Retype the whole listing that follows, with nothing added or left out.

[Records provided — start]

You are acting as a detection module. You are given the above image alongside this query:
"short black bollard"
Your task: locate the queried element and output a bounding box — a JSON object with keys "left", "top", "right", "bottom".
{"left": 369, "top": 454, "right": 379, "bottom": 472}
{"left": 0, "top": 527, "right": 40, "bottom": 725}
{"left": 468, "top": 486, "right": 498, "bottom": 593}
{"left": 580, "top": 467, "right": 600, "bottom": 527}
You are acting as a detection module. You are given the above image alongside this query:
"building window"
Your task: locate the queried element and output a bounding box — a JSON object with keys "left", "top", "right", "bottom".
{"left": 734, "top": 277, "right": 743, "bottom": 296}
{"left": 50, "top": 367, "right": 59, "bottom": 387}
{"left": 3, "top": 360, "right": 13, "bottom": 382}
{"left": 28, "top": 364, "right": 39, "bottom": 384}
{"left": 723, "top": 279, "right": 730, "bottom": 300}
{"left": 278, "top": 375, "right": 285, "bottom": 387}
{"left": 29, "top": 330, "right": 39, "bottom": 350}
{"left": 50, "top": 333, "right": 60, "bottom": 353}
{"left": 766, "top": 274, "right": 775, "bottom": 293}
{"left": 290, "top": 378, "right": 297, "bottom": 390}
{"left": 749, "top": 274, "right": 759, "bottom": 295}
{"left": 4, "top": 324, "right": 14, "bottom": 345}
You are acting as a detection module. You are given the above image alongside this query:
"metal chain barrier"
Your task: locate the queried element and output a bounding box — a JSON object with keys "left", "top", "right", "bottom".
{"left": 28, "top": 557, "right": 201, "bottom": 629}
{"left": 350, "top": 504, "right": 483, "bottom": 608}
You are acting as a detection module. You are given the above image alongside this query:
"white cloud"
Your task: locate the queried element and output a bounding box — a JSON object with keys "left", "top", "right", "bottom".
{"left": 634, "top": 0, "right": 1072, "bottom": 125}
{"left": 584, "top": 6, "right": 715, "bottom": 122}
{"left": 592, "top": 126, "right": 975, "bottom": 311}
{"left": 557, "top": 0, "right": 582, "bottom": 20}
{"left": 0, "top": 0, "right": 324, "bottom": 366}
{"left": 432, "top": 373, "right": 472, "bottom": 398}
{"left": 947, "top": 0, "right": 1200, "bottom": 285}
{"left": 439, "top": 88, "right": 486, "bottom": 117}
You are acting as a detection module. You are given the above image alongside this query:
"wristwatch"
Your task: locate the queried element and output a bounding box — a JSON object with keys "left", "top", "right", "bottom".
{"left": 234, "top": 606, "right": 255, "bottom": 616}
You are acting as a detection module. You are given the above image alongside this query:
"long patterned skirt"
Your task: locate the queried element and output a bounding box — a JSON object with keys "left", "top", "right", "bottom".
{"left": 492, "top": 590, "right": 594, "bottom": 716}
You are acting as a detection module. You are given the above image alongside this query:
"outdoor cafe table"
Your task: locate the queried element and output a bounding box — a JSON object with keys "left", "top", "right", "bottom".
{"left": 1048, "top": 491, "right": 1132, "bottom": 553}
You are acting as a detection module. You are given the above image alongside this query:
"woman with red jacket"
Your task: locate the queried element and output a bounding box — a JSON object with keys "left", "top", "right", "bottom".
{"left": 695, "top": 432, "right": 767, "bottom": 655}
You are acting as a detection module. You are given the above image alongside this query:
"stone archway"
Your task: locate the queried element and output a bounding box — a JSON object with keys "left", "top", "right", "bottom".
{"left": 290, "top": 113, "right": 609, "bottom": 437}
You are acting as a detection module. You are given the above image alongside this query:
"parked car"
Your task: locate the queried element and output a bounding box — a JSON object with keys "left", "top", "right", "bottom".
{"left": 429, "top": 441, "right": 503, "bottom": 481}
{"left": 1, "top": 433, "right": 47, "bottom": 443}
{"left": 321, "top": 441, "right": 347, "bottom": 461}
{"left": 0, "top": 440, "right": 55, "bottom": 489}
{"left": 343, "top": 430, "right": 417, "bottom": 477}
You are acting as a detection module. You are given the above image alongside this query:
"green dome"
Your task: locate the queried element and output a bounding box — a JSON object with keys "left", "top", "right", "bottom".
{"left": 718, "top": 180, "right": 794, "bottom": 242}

[Records provided — finish]

--- Exercise answer ---
You are acting as a detection module. You are given the above image alongside this query:
"short black bollard"
Your task: locate the queried element and output a bounding box — a JSON object with keys "left", "top", "right", "bottom".
{"left": 369, "top": 454, "right": 379, "bottom": 472}
{"left": 0, "top": 527, "right": 40, "bottom": 725}
{"left": 468, "top": 486, "right": 498, "bottom": 593}
{"left": 580, "top": 467, "right": 600, "bottom": 527}
You are acting as a detection module. You are given the above image alongside this query:
"building window"
Your task: locate the queried element and output a bounding box — a JSON object with keys "left", "top", "right", "bottom".
{"left": 734, "top": 277, "right": 743, "bottom": 296}
{"left": 50, "top": 367, "right": 59, "bottom": 387}
{"left": 3, "top": 360, "right": 13, "bottom": 382}
{"left": 28, "top": 364, "right": 39, "bottom": 384}
{"left": 723, "top": 279, "right": 730, "bottom": 300}
{"left": 278, "top": 375, "right": 285, "bottom": 387}
{"left": 29, "top": 330, "right": 39, "bottom": 350}
{"left": 50, "top": 333, "right": 60, "bottom": 353}
{"left": 766, "top": 274, "right": 775, "bottom": 293}
{"left": 290, "top": 378, "right": 297, "bottom": 390}
{"left": 749, "top": 274, "right": 759, "bottom": 295}
{"left": 4, "top": 324, "right": 14, "bottom": 345}
You are acting as a detection module. You are given the above image alongside this query:
"metal chain barrier"
Your task: locate the queried element and output a bounding box — a JSON object with keys "left", "top", "right", "bottom".
{"left": 28, "top": 557, "right": 201, "bottom": 629}
{"left": 350, "top": 504, "right": 483, "bottom": 608}
You are acting as a detection module. You are given the above image alongside this query:
"white cloud"
Your task: locate the queried element and output a bounding box — a JSON object with keys "left", "top", "right", "bottom".
{"left": 634, "top": 0, "right": 1072, "bottom": 125}
{"left": 584, "top": 6, "right": 715, "bottom": 122}
{"left": 592, "top": 126, "right": 975, "bottom": 311}
{"left": 557, "top": 0, "right": 582, "bottom": 20}
{"left": 0, "top": 0, "right": 324, "bottom": 366}
{"left": 432, "top": 373, "right": 472, "bottom": 398}
{"left": 947, "top": 0, "right": 1200, "bottom": 285}
{"left": 439, "top": 88, "right": 486, "bottom": 117}
You are acting as a detection module. You are given the above image alongside this query:
"wristwatch"
Your task: locate the queried element and output a bounding box — a JSON object with keys "left", "top", "right", "bottom".
{"left": 234, "top": 606, "right": 255, "bottom": 616}
You are acting as a detection module. You are given the above image alongside this query:
"long patterned skirt"
Your task: locate the queried element and output a bounding box — a JSON object with keys "left", "top", "right", "bottom".
{"left": 492, "top": 590, "right": 594, "bottom": 716}
You are acting as a detection module. You are given the above image alongside this query:
"outdoor cafe table"
Your task: locate the queried element and output a bounding box — a JSON object with keys "left", "top", "right", "bottom".
{"left": 1048, "top": 491, "right": 1132, "bottom": 553}
You are acting as a detection module. You are given the above image alongside this query:
"woman with red jacket"
Your task: locate the queried element and output a bounding box — a JSON object with keys "left", "top", "right", "bottom".
{"left": 695, "top": 432, "right": 767, "bottom": 655}
You are acting as a detection module. You are given the above image alongside this query:
"stone archway"
Your task: locate the queried element and output a bounding box — a JSON object with keys "left", "top", "right", "bottom".
{"left": 290, "top": 113, "right": 609, "bottom": 437}
You are acting as a detection module. You are given the above image alongside this query:
"parked car"
Your task: locate the queried element and output a bounding box — a JSON object with keys "left", "top", "right", "bottom".
{"left": 429, "top": 441, "right": 503, "bottom": 481}
{"left": 1, "top": 433, "right": 47, "bottom": 443}
{"left": 321, "top": 441, "right": 347, "bottom": 461}
{"left": 0, "top": 440, "right": 55, "bottom": 489}
{"left": 343, "top": 430, "right": 417, "bottom": 477}
You are acting as a detection module. You are given the above image alongside this query:
"green dome"
Your task: locate the queried element and output a bounding box — a JSON object with keys "left", "top", "right", "bottom".
{"left": 718, "top": 180, "right": 794, "bottom": 242}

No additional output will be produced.